* TU TAREA *
Repite sin cambios, del texto sobre la llegada de los treinta, todo lo que va desde "Norman Alburquerque" hasta "más agresiva pubertad.", ambos incluidos.

* TEXTO DEL EJERCICIO *
# # #

Memorias de un subdesarrollado

Bienvenidos los treinta

Cuando nos alcanzan los treinta, volvemos a ser los mismos insoportables pubertos miedosos que no soportan ver como todo, absolutamente todo, se lo va llevando la mismísima chingada

Norman Alburquerque

Llegaron los muy temibles treinta. No pude evitarlo y punto. Están aquí con un montón de sensaciones y cambios inimaginables. Muchos me dijeron que eran como los segundos veinte, pero con dinero. Lo dudo. Más bien son como una segunda y más agresiva pubertad.  

Pienso, por ejemplo, en el cuerpo. Como en la pubertad, el cuerpo -otra vez- sufre cambios muy notorios: el pecho, que alguna vez fue firme y voluptuoso, pierde su firmeza; el abdomen vuelve a su estado amorfo y a la menor provocación adopta una forma cómicamente esférica, y, por si fuera poco, el cuello se pierde entre la hinchazón y el ensanchamiento de la cara. De pronto te miras en el espejo y observas tus anteojos gruesos, tus bigotes disparejos y tus dientes manchados. Ya no eres joven.

# # #

* DATOS REGISTRADOS *
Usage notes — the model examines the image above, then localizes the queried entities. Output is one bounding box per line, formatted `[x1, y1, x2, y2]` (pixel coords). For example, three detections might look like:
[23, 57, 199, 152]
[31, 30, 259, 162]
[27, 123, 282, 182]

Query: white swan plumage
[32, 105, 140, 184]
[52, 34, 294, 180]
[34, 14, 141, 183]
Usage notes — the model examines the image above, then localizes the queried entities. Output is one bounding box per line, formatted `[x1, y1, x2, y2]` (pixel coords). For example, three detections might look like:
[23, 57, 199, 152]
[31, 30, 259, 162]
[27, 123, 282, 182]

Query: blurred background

# # #

* RESULTADO OBTENIDO *
Norman Alburquerque

Llegaron los muy temibles treinta. No pude evitarlo y punto. Están aquí con un montón de sensaciones y cambios inimaginables. Muchos me dijeron que eran como los segundos veinte, pero con dinero. Lo dudo. Más bien son como una segunda y más agresiva pubertad.